**MATERIAL**
···
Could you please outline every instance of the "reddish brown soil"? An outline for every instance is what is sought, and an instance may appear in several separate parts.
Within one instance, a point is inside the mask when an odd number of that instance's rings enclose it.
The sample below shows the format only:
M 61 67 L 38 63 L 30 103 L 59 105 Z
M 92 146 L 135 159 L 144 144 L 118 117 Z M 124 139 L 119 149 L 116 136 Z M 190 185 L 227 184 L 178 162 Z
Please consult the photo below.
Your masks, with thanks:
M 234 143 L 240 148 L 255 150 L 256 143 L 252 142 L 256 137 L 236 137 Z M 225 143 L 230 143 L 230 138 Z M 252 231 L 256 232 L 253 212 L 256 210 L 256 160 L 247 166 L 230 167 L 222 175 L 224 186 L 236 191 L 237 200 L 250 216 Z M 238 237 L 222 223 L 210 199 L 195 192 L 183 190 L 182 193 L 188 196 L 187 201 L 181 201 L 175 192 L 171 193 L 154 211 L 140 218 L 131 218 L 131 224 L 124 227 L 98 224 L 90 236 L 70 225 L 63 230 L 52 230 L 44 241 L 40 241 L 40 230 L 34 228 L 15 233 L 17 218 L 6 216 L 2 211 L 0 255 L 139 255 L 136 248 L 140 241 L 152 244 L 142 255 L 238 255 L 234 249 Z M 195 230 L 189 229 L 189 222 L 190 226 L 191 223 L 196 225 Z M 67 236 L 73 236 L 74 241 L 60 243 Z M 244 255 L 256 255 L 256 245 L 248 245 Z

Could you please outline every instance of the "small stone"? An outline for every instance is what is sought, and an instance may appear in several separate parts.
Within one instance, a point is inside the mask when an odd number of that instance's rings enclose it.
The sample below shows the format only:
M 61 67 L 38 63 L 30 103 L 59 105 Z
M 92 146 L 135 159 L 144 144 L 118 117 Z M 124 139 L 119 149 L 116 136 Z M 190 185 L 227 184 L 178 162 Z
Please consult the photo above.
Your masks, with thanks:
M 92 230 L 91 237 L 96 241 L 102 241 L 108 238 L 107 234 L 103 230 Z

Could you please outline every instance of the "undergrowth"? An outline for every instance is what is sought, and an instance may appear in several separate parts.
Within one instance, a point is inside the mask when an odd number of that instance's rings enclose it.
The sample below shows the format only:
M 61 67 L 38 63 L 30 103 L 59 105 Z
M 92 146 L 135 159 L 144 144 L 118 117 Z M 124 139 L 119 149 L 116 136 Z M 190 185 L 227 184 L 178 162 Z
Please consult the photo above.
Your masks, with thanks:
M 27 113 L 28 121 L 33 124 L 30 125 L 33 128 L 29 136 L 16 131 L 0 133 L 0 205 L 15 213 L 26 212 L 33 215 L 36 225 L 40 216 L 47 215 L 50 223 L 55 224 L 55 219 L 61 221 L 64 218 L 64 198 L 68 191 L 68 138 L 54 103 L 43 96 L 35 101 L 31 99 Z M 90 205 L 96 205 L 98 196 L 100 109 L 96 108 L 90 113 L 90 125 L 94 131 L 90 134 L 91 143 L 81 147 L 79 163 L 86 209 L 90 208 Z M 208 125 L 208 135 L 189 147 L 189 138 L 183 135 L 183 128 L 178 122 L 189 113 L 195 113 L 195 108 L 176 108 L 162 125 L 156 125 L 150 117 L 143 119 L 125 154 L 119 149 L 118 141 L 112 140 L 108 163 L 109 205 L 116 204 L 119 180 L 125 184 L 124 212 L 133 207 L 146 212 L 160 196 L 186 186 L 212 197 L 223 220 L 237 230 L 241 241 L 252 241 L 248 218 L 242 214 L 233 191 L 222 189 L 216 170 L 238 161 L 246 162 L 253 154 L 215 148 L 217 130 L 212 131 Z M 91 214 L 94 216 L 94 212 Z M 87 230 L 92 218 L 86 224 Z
···
**AIM**
Copy each line from the rows above that contains the string "what". Case counts, so only lines with matching capitalization qualify.

**PROBLEM SOLUTION**
Could you please outline every instance of the "reddish brown soil"? An outline for every instance is what is sought, and an instance may appear in several separate parts.
Could you please outline every instance of the "small stone"? An outline for every instance is what is sought, and an instance may appear in several separate parts.
Could you please outline every instance of the "undergrowth"? An outline for every instance is what is sought, and an instance may appear in several separate parts.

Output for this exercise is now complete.